▶ [Description of the task]: Starting at the line containing "In this exercise you will mark every instance of the stream" and continuing through the end of the records, rewrite those lines with "stream" swapped for "creek" and all other text unchanged.

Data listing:
----
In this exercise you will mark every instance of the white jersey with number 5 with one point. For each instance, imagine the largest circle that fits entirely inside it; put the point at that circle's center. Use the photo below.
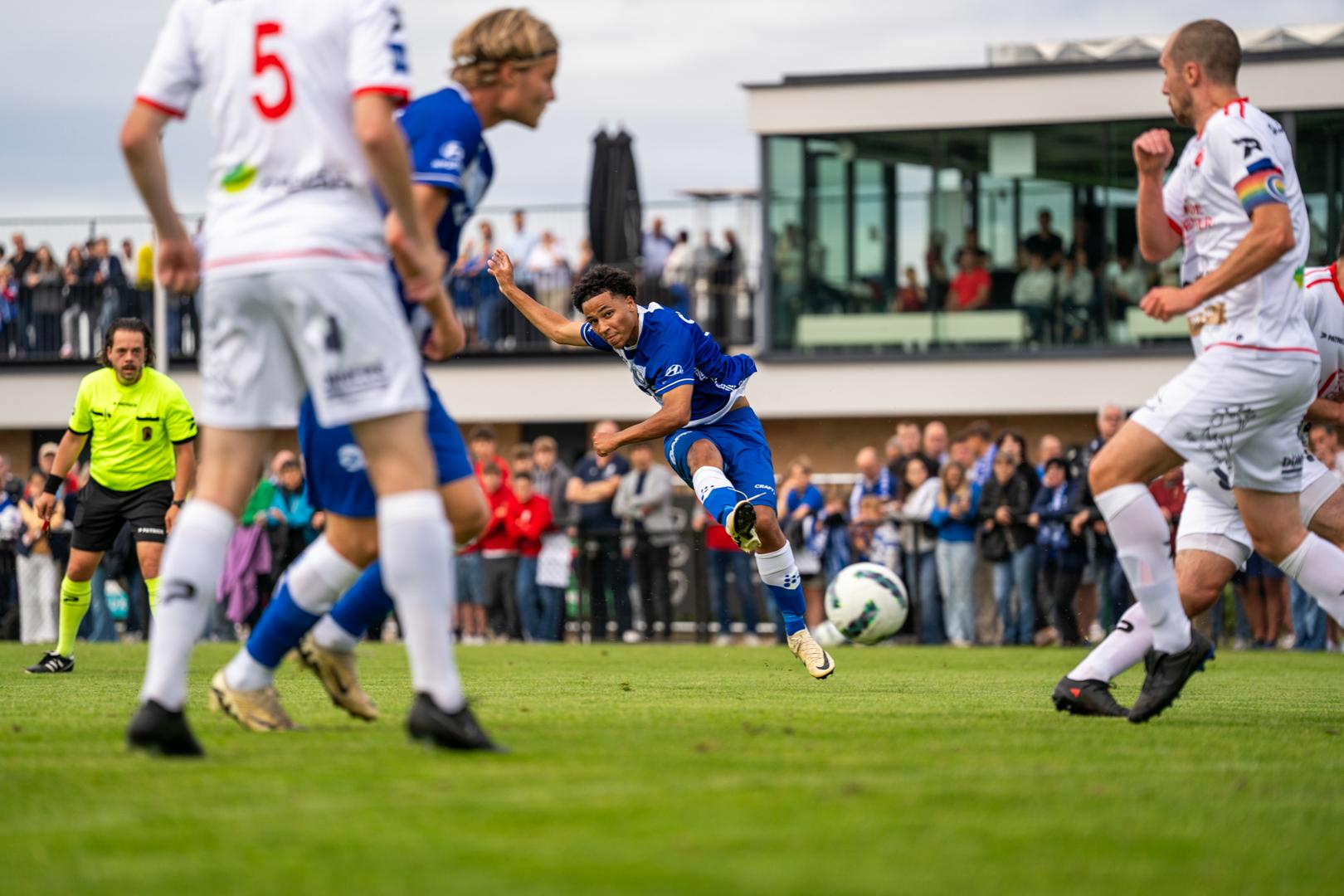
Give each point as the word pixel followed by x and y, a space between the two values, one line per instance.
pixel 1239 163
pixel 1326 316
pixel 290 184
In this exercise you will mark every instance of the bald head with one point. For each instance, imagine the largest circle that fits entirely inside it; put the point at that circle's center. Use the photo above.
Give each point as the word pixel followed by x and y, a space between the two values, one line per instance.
pixel 1210 45
pixel 867 462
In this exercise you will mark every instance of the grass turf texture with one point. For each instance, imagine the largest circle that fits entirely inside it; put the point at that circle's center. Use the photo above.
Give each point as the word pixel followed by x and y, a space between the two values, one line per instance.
pixel 683 768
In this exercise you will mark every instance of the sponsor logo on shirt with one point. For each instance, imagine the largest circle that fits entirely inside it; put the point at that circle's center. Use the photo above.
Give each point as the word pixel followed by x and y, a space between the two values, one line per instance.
pixel 450 156
pixel 238 178
pixel 321 179
pixel 1210 316
pixel 351 458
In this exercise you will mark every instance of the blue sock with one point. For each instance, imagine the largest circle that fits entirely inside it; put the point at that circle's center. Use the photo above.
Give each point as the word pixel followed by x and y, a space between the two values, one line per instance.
pixel 364 605
pixel 782 577
pixel 281 627
pixel 715 492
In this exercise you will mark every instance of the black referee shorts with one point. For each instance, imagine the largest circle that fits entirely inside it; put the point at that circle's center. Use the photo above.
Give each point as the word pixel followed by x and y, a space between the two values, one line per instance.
pixel 101 514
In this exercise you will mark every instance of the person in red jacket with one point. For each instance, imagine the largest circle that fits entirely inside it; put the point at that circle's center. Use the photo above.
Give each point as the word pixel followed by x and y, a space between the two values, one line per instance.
pixel 530 520
pixel 499 555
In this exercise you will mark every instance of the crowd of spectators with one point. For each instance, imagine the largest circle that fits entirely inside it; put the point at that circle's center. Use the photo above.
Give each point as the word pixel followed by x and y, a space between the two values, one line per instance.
pixel 52 308
pixel 997 544
pixel 1070 292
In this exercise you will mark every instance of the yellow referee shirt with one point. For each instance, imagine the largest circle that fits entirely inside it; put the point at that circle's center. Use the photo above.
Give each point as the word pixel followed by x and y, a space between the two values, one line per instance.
pixel 132 429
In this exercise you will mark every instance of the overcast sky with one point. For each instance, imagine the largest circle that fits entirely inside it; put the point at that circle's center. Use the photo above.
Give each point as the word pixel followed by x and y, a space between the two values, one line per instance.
pixel 667 71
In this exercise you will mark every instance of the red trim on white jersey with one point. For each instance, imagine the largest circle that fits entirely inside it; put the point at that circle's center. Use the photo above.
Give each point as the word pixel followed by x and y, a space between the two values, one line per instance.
pixel 401 95
pixel 1327 384
pixel 299 253
pixel 1261 348
pixel 155 104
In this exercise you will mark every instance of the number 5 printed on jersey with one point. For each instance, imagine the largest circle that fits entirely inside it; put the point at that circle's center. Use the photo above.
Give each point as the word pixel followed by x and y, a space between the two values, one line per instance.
pixel 264 61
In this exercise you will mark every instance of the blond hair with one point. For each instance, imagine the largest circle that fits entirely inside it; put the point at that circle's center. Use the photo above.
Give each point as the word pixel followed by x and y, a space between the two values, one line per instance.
pixel 515 37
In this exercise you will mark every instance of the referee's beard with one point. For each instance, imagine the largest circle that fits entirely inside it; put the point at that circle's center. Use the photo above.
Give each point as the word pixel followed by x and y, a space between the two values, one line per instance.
pixel 128 373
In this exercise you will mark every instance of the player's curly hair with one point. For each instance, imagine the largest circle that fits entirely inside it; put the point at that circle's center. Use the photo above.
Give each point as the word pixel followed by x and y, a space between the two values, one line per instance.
pixel 134 325
pixel 505 35
pixel 602 278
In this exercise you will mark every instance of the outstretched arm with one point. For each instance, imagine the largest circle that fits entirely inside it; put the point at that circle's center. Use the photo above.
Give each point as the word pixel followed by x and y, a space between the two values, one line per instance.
pixel 674 414
pixel 554 325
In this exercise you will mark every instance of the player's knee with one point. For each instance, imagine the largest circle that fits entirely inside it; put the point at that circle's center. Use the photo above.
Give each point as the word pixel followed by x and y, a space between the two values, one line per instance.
pixel 468 522
pixel 353 540
pixel 1198 592
pixel 1103 473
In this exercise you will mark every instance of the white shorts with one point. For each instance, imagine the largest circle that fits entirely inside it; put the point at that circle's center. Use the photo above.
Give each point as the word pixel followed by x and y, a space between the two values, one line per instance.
pixel 1234 412
pixel 339 334
pixel 1210 520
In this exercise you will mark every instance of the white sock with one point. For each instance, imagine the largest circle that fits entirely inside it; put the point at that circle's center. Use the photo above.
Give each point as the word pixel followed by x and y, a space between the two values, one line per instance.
pixel 319 577
pixel 1142 546
pixel 192 563
pixel 1122 648
pixel 329 635
pixel 416 543
pixel 245 674
pixel 1319 567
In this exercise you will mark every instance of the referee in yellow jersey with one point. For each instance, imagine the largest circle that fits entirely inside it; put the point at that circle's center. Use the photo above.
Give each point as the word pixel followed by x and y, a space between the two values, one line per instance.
pixel 143 465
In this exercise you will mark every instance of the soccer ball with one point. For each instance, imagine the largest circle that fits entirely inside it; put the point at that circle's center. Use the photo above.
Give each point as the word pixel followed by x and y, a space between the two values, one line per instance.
pixel 867 602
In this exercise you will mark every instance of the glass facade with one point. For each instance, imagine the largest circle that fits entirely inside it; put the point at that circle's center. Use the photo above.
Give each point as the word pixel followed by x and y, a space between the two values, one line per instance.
pixel 977 240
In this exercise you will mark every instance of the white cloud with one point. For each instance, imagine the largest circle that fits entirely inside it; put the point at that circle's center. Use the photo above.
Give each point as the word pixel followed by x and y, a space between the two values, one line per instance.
pixel 667 71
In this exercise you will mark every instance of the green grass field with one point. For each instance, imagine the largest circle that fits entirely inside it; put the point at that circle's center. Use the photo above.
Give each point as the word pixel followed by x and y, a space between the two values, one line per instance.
pixel 641 768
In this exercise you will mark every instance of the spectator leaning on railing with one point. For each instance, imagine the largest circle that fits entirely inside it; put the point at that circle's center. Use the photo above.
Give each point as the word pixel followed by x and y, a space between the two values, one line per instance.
pixel 1034 293
pixel 592 489
pixel 955 518
pixel 1062 553
pixel 918 543
pixel 499 557
pixel 528 523
pixel 39 575
pixel 644 505
pixel 550 479
pixel 1008 542
pixel 45 301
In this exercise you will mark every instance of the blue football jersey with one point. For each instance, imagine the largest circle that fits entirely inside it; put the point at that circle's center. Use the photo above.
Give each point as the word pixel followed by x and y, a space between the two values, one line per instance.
pixel 448 152
pixel 671 351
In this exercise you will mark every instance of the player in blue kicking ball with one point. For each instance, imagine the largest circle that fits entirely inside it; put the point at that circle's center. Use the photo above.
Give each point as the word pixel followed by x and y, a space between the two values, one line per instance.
pixel 711 436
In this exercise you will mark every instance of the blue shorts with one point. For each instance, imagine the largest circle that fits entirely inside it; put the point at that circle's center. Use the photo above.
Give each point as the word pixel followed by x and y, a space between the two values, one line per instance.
pixel 746 455
pixel 1259 567
pixel 335 465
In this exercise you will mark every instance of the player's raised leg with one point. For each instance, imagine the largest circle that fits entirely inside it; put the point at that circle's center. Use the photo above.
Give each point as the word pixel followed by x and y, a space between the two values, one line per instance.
pixel 698 453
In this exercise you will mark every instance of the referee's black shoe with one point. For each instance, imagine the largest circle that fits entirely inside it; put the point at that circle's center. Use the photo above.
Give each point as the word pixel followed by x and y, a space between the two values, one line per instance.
pixel 1166 674
pixel 1086 698
pixel 156 728
pixel 449 730
pixel 51 663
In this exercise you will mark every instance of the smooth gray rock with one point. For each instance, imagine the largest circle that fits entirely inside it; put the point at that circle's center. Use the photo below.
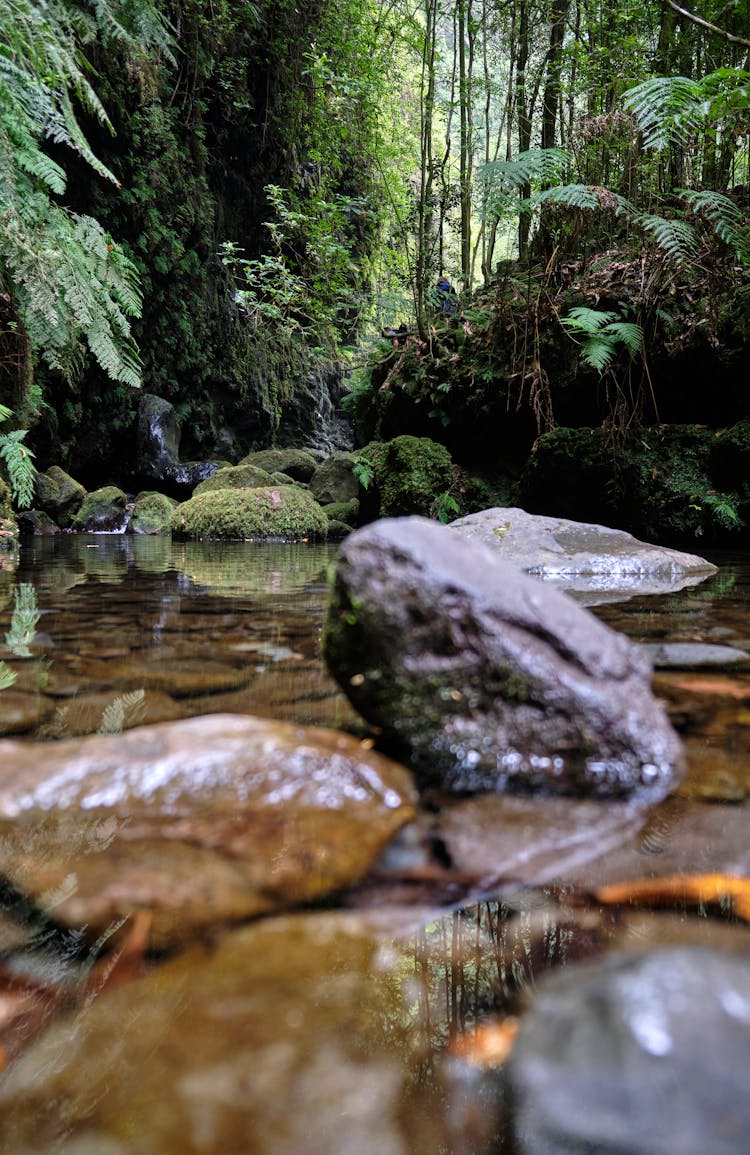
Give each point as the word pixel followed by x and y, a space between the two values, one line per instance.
pixel 488 678
pixel 592 563
pixel 637 1056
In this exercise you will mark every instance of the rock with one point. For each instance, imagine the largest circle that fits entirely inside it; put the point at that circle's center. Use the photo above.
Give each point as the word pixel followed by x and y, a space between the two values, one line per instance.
pixel 637 1056
pixel 151 513
pixel 301 1034
pixel 692 655
pixel 104 511
pixel 487 678
pixel 58 494
pixel 201 821
pixel 235 477
pixel 297 463
pixel 598 563
pixel 334 481
pixel 282 512
pixel 157 449
pixel 37 522
pixel 408 474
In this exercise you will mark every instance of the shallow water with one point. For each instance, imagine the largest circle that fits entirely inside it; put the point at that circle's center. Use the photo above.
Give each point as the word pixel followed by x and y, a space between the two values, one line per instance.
pixel 108 632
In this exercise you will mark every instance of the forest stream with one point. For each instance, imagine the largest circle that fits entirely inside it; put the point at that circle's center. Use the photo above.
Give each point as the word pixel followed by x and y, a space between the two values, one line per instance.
pixel 378 1016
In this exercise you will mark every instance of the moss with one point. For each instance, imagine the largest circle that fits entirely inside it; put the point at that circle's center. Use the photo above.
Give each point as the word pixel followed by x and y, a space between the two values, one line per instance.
pixel 235 477
pixel 408 475
pixel 277 512
pixel 347 512
pixel 151 513
pixel 294 462
pixel 101 511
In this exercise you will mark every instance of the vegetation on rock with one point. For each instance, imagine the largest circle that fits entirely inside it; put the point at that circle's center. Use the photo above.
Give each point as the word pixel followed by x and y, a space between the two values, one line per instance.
pixel 282 512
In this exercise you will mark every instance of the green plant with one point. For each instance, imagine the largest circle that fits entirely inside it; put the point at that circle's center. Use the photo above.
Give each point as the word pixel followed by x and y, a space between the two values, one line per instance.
pixel 19 462
pixel 602 336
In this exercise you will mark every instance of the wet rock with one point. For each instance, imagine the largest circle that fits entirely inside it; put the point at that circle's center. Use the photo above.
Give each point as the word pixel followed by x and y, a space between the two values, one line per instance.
pixel 296 1035
pixel 280 512
pixel 692 655
pixel 488 678
pixel 37 522
pixel 201 821
pixel 533 840
pixel 593 563
pixel 104 511
pixel 637 1056
pixel 235 477
pixel 58 494
pixel 157 449
pixel 334 481
pixel 296 463
pixel 151 513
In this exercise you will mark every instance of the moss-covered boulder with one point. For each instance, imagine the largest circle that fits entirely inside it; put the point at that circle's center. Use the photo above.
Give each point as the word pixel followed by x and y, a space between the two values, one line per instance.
pixel 348 512
pixel 103 511
pixel 59 494
pixel 276 512
pixel 334 479
pixel 295 462
pixel 236 477
pixel 667 483
pixel 151 513
pixel 405 476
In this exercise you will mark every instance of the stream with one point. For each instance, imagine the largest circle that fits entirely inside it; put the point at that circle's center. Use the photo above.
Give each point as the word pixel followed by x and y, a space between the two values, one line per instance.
pixel 377 1019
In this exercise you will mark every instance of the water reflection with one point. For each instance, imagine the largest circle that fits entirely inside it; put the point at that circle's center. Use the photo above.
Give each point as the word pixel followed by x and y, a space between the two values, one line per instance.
----
▶ [The completed task]:
In this exercise you will mark every instance of the creek with one point. For each instance, imagine the largest circle that fits entirely inside it; put the point at that circle's center. Use the photo above.
Give each point as the word pixel followed by x and y, a space between the two values, one line per instance.
pixel 377 1019
In this exercise you will mark every instance of the water reflection with one point. For each instance, imagine the largest circle that fits entirely inside it; put the point at that circle's center. Use the photo above.
Give each point as the word pixel followed by x and y, a space between the two values, one line per instance.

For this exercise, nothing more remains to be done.